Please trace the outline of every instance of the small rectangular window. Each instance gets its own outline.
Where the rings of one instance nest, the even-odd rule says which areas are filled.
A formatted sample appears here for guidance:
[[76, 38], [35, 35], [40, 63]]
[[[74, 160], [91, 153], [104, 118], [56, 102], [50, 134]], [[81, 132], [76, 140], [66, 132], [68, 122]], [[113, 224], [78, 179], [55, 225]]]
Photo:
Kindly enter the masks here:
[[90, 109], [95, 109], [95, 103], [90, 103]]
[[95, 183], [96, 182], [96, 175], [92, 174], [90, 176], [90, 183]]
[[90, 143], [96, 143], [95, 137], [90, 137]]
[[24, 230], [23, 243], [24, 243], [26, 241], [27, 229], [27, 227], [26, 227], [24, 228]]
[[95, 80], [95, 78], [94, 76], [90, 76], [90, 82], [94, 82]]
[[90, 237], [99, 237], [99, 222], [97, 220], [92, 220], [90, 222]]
++++++++
* **The problem**
Reproduce the stretch from the start of the records through the line containing "Kindly enter the", renaming "small rectangular window" to "narrow window" and leaving everything else untouched.

* **Full output**
Please trace the outline of every instance of the narrow window. Each instance gets its own outline.
Where the rings of one instance nest, the even-odd rule says which areas are filled.
A formatted sample appears here for guidance:
[[76, 38], [35, 35], [40, 63]]
[[[74, 160], [91, 153], [104, 118], [56, 102], [50, 134]], [[81, 132], [76, 140], [66, 132], [68, 122]], [[113, 224], [78, 179], [55, 225]]]
Photo:
Kindly enter the masks here:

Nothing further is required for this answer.